**Stated task:** Lines before the one containing "Locate every instance of the rocky peak" are excluded; print that line and every line after it through the end of the material below, exactly.

**Material:**
_ _ _ _ _ _ _
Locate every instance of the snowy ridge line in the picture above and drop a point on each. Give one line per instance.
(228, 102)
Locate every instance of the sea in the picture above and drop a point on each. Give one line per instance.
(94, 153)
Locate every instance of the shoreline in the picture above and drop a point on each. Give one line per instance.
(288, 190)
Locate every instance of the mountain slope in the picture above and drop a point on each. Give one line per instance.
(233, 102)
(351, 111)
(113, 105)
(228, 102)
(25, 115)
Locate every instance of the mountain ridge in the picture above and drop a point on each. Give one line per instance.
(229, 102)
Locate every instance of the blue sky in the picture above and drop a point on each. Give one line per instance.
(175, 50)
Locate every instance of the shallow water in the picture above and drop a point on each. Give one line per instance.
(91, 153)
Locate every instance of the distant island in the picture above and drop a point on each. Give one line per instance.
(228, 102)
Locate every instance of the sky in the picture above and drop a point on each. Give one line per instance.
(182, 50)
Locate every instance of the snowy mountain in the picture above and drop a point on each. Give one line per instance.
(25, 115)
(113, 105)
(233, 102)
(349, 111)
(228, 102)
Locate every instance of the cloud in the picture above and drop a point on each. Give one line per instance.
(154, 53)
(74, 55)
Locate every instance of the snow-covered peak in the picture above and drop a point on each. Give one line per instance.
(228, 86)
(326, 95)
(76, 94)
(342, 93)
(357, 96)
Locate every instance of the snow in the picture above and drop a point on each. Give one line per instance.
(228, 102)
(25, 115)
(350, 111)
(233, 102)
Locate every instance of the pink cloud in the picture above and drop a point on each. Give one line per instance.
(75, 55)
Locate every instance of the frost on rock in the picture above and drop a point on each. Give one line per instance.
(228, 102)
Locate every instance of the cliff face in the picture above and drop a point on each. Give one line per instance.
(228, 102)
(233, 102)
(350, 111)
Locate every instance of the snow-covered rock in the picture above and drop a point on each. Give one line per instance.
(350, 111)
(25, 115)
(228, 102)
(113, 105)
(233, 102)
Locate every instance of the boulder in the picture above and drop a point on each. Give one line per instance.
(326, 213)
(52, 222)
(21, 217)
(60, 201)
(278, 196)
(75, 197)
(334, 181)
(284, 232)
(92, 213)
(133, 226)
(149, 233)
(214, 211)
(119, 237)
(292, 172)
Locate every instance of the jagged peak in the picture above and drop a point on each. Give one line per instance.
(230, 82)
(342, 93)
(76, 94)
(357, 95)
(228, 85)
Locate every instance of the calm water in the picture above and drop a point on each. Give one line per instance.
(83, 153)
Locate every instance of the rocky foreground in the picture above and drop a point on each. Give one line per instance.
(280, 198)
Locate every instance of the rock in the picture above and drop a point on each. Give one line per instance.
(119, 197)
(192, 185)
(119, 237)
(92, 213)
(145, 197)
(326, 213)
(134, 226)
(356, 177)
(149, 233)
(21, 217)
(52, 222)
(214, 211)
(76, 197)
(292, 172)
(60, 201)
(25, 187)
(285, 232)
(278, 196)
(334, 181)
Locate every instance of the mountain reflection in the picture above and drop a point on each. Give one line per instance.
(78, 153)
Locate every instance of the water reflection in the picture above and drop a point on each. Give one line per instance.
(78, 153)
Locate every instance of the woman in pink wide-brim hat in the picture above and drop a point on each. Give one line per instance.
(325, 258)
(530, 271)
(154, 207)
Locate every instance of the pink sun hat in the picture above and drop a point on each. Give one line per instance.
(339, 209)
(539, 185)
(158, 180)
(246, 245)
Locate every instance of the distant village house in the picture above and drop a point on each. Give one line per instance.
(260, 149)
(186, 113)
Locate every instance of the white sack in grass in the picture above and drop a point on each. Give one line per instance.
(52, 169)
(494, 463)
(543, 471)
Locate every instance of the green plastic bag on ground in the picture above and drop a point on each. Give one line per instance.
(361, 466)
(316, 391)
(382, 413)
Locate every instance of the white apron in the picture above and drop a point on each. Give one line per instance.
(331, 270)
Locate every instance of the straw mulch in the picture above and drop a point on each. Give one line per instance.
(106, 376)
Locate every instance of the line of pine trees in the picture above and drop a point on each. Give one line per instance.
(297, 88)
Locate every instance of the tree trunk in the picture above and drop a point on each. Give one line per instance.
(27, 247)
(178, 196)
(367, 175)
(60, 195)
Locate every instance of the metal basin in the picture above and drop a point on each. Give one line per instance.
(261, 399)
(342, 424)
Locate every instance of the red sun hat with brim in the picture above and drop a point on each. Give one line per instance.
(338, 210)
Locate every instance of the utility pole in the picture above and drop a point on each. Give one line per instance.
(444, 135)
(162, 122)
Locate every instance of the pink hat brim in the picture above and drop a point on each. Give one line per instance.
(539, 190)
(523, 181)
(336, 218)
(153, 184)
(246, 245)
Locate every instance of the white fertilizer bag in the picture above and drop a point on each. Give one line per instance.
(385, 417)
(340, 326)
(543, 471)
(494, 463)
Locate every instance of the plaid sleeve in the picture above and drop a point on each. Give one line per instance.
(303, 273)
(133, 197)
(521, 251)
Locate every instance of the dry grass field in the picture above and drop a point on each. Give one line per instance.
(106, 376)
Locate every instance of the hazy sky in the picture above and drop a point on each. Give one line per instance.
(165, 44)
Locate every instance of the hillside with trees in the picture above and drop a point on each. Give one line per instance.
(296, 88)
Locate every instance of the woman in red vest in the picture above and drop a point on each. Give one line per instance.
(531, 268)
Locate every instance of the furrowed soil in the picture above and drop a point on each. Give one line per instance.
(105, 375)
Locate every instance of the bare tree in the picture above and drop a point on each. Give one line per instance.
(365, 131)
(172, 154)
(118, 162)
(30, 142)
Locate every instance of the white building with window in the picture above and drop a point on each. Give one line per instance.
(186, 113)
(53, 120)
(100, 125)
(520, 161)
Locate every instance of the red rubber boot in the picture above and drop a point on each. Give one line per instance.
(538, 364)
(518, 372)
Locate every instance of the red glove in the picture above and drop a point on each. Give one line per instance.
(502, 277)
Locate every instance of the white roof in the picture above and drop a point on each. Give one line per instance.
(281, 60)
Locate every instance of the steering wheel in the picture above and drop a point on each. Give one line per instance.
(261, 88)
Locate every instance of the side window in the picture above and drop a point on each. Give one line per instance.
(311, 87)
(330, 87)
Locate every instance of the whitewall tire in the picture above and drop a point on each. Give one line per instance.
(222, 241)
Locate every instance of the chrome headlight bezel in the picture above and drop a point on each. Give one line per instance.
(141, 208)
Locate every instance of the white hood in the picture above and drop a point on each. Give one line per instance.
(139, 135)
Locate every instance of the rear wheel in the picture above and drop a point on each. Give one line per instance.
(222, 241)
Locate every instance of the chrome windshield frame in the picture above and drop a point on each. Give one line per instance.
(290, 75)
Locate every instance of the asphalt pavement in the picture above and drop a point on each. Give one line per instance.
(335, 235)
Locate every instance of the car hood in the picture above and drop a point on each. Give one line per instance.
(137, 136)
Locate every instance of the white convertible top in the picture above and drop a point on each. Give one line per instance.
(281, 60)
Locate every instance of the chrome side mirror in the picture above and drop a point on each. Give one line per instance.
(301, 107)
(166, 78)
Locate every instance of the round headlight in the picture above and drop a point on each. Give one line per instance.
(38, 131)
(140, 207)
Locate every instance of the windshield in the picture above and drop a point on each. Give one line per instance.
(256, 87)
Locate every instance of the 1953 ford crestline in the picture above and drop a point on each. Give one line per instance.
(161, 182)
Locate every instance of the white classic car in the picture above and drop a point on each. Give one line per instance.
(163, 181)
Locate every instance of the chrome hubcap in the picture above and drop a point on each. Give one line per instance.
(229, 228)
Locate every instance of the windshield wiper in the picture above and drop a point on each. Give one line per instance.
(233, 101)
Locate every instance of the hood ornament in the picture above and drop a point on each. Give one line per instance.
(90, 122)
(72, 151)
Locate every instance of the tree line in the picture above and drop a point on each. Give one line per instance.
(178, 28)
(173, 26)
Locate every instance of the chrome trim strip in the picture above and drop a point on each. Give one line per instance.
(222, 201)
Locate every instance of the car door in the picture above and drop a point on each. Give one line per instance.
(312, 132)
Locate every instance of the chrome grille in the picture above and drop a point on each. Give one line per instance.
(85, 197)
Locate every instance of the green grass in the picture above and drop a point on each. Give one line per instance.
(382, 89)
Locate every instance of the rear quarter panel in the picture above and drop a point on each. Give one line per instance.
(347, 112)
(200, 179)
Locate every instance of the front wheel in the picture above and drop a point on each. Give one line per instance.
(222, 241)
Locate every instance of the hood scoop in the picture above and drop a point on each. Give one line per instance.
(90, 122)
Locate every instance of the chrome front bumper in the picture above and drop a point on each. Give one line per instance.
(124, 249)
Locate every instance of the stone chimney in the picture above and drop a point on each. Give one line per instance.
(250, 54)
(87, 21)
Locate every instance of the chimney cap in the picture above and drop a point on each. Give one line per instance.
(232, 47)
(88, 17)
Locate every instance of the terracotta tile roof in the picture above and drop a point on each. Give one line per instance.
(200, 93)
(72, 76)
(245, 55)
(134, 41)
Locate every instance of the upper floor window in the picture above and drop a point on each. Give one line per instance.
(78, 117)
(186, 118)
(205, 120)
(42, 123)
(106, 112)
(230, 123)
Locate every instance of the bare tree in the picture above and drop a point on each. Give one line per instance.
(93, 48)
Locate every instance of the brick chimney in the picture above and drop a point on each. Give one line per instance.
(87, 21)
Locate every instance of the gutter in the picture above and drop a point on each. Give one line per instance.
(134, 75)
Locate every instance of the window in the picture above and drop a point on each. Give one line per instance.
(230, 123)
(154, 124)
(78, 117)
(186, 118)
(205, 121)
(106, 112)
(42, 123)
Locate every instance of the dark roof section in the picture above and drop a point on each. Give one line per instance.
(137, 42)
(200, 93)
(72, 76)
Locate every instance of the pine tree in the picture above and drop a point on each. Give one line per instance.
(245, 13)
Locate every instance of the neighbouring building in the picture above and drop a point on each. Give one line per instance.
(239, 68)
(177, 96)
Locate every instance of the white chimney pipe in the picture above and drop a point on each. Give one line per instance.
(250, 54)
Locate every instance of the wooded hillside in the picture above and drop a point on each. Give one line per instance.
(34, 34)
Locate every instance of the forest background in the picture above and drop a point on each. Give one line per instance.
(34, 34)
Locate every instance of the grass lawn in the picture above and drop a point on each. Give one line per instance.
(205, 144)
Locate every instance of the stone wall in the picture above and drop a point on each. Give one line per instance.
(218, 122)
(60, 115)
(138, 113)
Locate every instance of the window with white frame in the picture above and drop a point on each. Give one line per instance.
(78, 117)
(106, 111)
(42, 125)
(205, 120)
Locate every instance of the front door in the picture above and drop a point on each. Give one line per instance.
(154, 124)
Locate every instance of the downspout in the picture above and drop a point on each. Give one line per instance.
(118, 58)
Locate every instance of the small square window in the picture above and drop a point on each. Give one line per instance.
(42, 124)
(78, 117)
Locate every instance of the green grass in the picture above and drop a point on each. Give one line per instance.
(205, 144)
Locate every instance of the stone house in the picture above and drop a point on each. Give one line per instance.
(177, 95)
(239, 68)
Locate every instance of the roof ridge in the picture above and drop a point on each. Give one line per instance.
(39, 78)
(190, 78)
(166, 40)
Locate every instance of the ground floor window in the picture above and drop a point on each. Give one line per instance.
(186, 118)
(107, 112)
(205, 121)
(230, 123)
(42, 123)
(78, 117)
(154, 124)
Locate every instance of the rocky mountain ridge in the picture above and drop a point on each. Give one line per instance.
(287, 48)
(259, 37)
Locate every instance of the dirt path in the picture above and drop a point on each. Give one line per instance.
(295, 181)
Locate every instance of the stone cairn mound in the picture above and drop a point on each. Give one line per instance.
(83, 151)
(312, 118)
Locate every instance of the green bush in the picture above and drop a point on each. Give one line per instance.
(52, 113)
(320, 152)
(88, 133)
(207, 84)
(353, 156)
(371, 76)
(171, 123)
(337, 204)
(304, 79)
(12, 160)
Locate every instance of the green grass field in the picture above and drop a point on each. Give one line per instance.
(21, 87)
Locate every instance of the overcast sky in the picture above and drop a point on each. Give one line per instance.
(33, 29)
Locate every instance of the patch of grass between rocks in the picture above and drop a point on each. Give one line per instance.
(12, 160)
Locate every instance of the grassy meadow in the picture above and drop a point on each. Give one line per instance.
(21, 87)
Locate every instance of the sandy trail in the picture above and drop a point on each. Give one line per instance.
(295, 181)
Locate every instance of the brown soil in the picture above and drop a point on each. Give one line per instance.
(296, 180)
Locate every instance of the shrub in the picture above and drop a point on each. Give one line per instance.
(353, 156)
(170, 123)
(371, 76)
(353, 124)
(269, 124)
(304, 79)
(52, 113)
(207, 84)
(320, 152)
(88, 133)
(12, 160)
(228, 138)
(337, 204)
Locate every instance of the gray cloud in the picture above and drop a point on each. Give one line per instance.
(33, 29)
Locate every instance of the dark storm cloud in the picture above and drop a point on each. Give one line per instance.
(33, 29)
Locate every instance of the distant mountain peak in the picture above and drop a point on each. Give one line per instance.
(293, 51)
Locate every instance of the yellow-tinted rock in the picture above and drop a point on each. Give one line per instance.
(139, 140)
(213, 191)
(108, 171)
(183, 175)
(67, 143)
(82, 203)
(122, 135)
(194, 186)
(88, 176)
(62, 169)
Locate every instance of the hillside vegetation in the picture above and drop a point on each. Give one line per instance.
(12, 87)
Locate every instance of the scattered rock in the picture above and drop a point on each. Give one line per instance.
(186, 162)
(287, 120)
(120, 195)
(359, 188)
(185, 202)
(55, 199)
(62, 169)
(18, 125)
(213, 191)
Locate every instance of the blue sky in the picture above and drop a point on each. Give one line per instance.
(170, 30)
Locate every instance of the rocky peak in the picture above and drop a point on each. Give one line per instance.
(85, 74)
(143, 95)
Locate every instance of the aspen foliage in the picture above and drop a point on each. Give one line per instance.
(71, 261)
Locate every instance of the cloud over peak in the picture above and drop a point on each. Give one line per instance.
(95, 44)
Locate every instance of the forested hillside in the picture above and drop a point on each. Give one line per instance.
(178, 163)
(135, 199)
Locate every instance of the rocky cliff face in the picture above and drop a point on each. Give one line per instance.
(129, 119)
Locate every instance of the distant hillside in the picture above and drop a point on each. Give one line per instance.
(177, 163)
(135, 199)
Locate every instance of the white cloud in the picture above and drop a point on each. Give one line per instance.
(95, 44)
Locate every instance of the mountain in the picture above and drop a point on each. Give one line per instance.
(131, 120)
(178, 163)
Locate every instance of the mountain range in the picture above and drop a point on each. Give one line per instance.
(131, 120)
_ _ _ _ _ _ _
**Answer to this problem:**
Locate every instance of the rocky peak in the picture above and drop a point on each. Give one line per instance.
(85, 74)
(143, 95)
Locate every instance of the aspen foliage in the picture above and drop a point on each. Give one line per instance.
(71, 261)
Locate every instance of the cloud over peak in the picture above and drop a point on each. Give one line per instance.
(95, 44)
Locate every instance of the forested hillside in the picture above and drop a point on each. Give one line per instance.
(178, 163)
(135, 199)
Locate every instance of the rocky cliff face in the picture above and drop a point on each. Give one line per instance.
(129, 119)
Locate every instance of the distant hillside in the picture above and drop a point on each. Give one line per instance.
(177, 163)
(135, 199)
Locate every instance of the white cloud in the picture above and drop a point on each. Give one line per instance.
(95, 44)
Locate every instance of the mountain in the picture above and drop a point on each. Give one line per instance.
(131, 120)
(178, 163)
Locate every instance of the mountain range in the picture above and drop a point on each. Give one line per instance.
(131, 120)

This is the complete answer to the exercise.